### Action item
Copy the Hurricane Dorian news report below word for word, in full.

### Extracted text
*** Block opens ***

Rescue efforts have been stepped up in parts of the Bahamas worst hit by Hurricane Dorian, as hundreds scramble to flee the destruction.
Cruise liners, private planes and helicopters are all being used to help those still trapped in the Abaco Islands and Grand Bahama.
The death toll stands at 43 but is expected to increase further.
Meanwhile, Dorian has gained strength off the US east coast and is heading to the Canadian province of Nova Scotia.
US forecasters said on Saturday that the storm had sustained winds of 155 km/h and had increased from a category one to a category two hurricane.
Dorian was at category five when it made landfall in the Bahamas last Sunday.
Officials believe hundreds of bodies are yet to be found in areas flattened by the winds or smashed by storm surges.
Dr Caroline Burnett-Garraway, medical chief of staff at Princess Margaret Hospital in the capital Nassau, said two refrigerated trucks were being sent to the area, adding: "We've ordered lots of body bags."
Thousands queue in hope of escape
Thousands of survivors have been lining up in Freeport, Grand Bahama, hoping to board cruise ships offering free passage to Florida. There were similar scenes in Marsh Harbour, Great Abaco, where people queued for private boats to take them to safety.

*** Block closes ***

### Entries shown
*** Block opens ***

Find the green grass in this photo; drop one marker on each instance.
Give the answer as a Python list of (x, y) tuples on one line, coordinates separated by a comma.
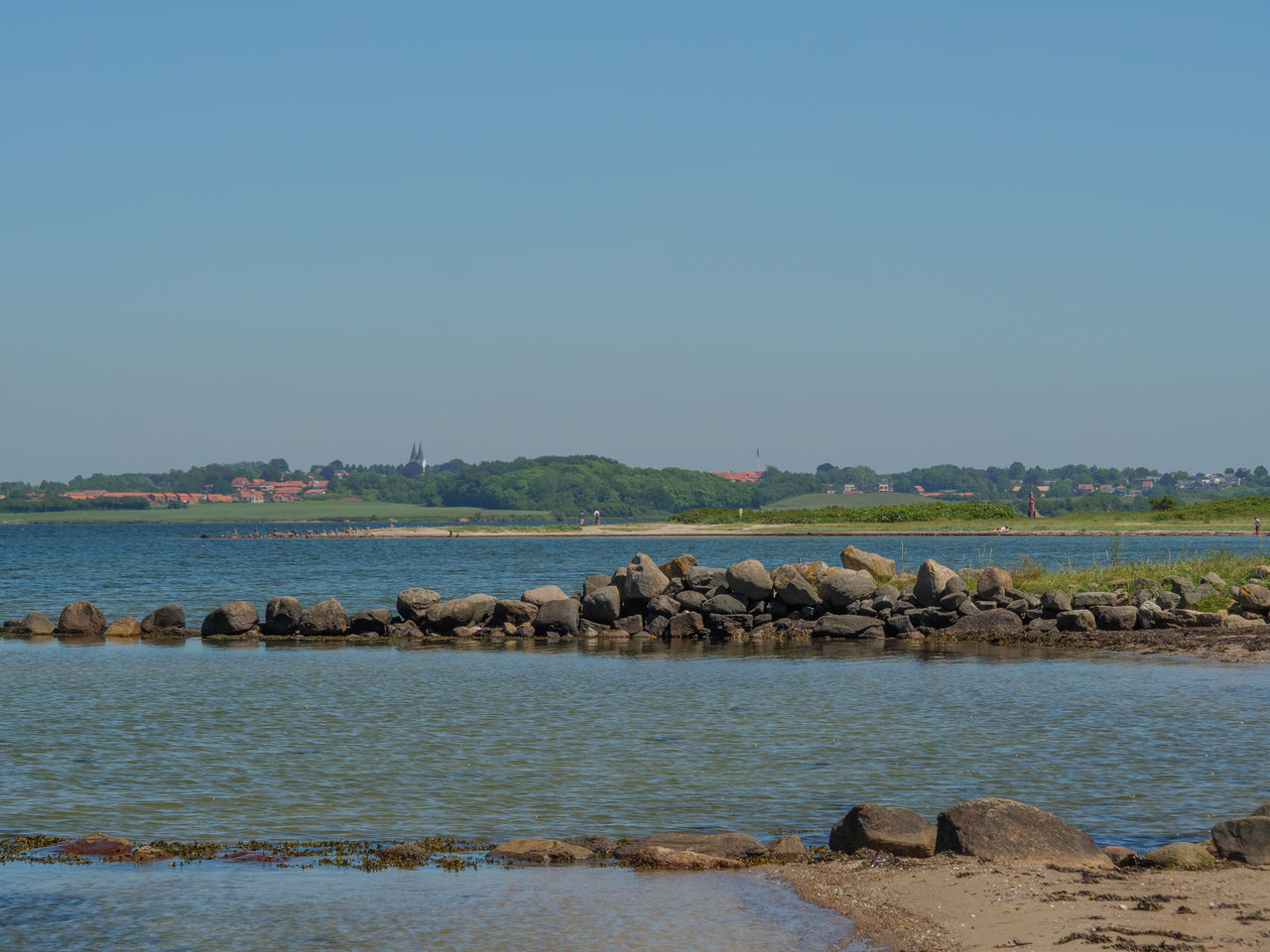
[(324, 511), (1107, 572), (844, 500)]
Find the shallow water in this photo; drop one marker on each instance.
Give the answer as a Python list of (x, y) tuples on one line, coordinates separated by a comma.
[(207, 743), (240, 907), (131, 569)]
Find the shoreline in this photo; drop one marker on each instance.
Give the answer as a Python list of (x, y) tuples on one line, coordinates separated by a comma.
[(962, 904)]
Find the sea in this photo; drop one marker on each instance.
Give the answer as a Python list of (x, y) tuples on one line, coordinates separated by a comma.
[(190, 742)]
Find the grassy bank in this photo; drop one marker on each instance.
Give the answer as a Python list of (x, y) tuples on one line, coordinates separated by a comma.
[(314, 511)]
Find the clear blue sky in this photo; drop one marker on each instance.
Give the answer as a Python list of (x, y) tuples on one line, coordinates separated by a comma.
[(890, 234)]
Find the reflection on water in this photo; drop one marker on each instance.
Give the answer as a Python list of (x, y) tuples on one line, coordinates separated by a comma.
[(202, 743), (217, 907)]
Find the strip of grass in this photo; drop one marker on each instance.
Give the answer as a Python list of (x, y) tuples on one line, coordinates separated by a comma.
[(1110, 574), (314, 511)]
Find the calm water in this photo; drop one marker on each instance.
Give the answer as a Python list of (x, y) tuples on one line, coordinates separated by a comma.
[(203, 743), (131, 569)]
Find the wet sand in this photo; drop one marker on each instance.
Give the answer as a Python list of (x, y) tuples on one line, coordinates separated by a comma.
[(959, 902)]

*** Block closes ***
*** Block opens ***

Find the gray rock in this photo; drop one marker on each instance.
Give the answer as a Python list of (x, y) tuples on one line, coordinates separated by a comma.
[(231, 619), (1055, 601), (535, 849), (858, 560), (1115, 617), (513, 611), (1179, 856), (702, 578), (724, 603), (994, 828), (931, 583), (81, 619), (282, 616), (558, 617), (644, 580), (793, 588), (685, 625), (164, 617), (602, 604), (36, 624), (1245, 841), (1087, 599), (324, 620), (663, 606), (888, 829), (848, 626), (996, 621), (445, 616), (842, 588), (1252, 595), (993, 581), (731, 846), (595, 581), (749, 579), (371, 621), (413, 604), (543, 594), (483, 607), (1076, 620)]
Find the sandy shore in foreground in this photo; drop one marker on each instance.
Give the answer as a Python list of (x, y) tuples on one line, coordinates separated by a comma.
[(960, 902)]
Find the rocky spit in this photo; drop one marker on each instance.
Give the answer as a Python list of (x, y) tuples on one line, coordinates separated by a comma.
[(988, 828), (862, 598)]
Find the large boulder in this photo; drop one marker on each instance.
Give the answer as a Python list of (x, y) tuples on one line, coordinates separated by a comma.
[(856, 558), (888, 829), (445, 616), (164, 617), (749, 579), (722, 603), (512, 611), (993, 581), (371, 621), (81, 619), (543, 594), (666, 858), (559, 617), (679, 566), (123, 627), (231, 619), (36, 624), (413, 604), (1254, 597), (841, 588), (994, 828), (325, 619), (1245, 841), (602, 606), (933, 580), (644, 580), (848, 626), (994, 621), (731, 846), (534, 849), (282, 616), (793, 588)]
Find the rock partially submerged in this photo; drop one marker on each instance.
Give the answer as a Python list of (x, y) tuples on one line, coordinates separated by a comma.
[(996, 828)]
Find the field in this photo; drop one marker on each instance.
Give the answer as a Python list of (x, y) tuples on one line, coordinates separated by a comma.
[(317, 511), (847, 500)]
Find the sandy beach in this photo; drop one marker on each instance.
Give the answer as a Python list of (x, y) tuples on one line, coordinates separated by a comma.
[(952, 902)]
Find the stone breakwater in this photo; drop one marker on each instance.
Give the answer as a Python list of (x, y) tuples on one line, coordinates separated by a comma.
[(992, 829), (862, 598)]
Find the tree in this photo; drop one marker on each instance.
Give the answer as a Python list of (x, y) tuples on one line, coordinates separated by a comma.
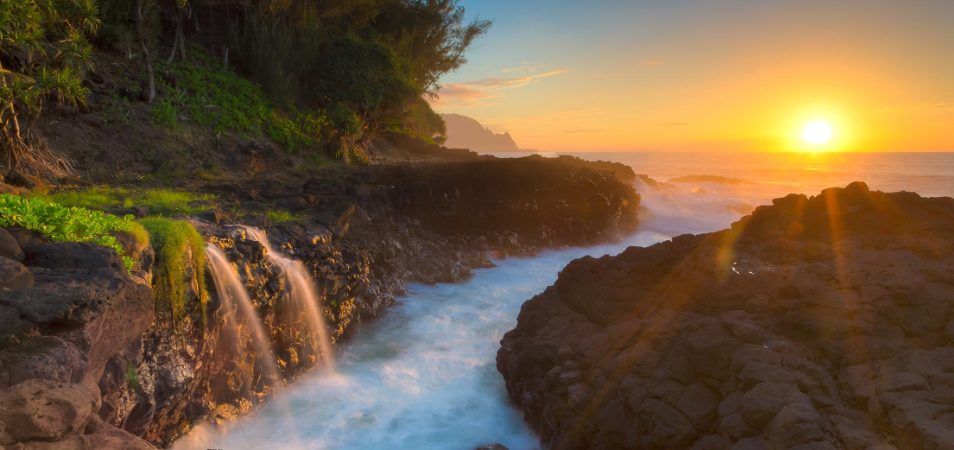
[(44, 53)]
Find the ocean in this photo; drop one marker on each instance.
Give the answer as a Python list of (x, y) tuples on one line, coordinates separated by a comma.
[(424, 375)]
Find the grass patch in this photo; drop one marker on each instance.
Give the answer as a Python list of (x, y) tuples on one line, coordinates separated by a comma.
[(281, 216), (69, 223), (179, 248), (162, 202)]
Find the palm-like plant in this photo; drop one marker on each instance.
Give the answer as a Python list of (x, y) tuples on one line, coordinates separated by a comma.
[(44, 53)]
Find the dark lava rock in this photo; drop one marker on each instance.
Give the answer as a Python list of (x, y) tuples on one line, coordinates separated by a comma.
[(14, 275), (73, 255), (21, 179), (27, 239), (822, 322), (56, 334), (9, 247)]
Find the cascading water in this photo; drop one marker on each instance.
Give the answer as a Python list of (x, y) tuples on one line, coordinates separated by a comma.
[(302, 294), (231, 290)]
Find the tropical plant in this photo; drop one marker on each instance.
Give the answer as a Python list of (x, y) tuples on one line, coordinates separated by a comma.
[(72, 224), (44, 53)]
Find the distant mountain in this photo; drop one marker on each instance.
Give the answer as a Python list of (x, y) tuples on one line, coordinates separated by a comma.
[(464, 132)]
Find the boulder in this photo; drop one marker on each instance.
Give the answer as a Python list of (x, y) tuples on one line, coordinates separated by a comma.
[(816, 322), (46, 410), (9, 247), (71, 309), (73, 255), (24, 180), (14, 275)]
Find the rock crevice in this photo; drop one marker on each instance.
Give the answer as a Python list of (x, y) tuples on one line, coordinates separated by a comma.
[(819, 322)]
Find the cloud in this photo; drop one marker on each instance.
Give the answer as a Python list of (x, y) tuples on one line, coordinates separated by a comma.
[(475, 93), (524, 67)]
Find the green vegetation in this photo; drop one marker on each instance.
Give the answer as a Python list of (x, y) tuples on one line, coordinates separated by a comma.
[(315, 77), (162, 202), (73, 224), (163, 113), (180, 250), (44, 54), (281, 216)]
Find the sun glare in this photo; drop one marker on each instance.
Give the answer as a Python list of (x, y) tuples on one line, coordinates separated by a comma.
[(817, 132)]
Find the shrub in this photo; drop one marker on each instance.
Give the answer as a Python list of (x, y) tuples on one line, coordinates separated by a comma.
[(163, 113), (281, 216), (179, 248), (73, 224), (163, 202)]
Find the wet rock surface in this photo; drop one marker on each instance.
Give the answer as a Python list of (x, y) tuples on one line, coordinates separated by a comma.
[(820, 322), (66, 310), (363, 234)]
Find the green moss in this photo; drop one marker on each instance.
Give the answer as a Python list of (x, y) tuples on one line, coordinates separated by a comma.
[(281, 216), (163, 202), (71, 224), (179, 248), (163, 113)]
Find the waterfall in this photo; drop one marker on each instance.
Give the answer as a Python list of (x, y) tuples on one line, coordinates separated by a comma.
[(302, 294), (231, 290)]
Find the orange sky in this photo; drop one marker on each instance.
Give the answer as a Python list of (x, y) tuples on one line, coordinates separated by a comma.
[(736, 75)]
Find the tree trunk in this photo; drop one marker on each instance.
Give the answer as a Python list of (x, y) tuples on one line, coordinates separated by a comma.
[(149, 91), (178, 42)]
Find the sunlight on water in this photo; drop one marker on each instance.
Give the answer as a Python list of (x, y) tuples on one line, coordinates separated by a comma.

*** Block closes ***

### Answer to the problem
Rescue efforts have been stepped up in parts of the Bahamas worst hit by Hurricane Dorian, as hundreds scramble to flee the destruction.
Cruise liners, private planes and helicopters are all being used to help those still trapped in the Abaco Islands and Grand Bahama.
The death toll stands at 43 but is expected to increase further.
Meanwhile, Dorian has gained strength off the US east coast and is heading to the Canadian province of Nova Scotia.
US forecasters said on Saturday that the storm had sustained winds of 155 km/h and had increased from a category one to a category two hurricane.
Dorian was at category five when it made landfall in the Bahamas last Sunday.
Officials believe hundreds of bodies are yet to be found in areas flattened by the winds or smashed by storm surges.
Dr Caroline Burnett-Garraway, medical chief of staff at Princess Margaret Hospital in the capital Nassau, said two refrigerated trucks were being sent to the area, adding: "We've ordered lots of body bags."
Thousands queue in hope of escape
Thousands of survivors have been lining up in Freeport, Grand Bahama, hoping to board cruise ships offering free passage to Florida. There were similar scenes in Marsh Harbour, Great Abaco, where people queued for private boats to take them to safety.